→ **Material provided**
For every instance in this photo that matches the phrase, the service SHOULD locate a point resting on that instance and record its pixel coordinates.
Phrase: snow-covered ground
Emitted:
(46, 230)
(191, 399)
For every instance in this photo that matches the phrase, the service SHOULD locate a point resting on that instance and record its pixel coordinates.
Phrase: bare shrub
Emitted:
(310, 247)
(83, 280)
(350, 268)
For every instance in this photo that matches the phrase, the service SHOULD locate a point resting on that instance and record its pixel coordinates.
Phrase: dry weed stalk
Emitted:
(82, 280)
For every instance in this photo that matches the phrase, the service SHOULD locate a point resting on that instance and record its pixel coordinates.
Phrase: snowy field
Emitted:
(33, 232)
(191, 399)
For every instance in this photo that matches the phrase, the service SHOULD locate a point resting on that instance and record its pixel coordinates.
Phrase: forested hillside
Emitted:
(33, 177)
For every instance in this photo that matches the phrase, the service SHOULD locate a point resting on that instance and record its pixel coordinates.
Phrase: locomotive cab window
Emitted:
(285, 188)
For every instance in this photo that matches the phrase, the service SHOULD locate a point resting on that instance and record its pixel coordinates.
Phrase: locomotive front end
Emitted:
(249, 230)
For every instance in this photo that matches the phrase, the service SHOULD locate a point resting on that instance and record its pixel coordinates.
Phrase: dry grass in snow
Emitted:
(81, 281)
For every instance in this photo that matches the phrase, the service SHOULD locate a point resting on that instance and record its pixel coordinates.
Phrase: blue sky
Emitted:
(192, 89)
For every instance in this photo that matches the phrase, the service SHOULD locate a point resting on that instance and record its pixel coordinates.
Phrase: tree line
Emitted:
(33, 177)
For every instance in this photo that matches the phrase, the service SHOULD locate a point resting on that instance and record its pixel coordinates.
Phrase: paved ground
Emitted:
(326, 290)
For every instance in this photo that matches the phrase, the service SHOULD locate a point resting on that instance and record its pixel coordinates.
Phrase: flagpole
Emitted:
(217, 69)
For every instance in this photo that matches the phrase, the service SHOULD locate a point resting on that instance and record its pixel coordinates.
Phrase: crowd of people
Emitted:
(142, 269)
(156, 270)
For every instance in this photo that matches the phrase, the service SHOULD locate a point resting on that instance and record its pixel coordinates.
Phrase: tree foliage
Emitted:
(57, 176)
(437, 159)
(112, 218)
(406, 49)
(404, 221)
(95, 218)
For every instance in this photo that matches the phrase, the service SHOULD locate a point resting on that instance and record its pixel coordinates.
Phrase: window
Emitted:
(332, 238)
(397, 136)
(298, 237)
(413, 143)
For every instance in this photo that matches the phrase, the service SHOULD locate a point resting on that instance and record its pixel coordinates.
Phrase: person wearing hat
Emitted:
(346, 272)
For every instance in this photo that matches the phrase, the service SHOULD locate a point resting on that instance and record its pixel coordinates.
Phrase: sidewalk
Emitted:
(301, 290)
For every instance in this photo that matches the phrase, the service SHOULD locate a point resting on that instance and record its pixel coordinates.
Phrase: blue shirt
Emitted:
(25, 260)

→ **What you need to do**
Go through the material above, and wherever a line contains the string "ground", return it.

→ **Response area**
Phrase: snow-covered ground
Phrase: paved ground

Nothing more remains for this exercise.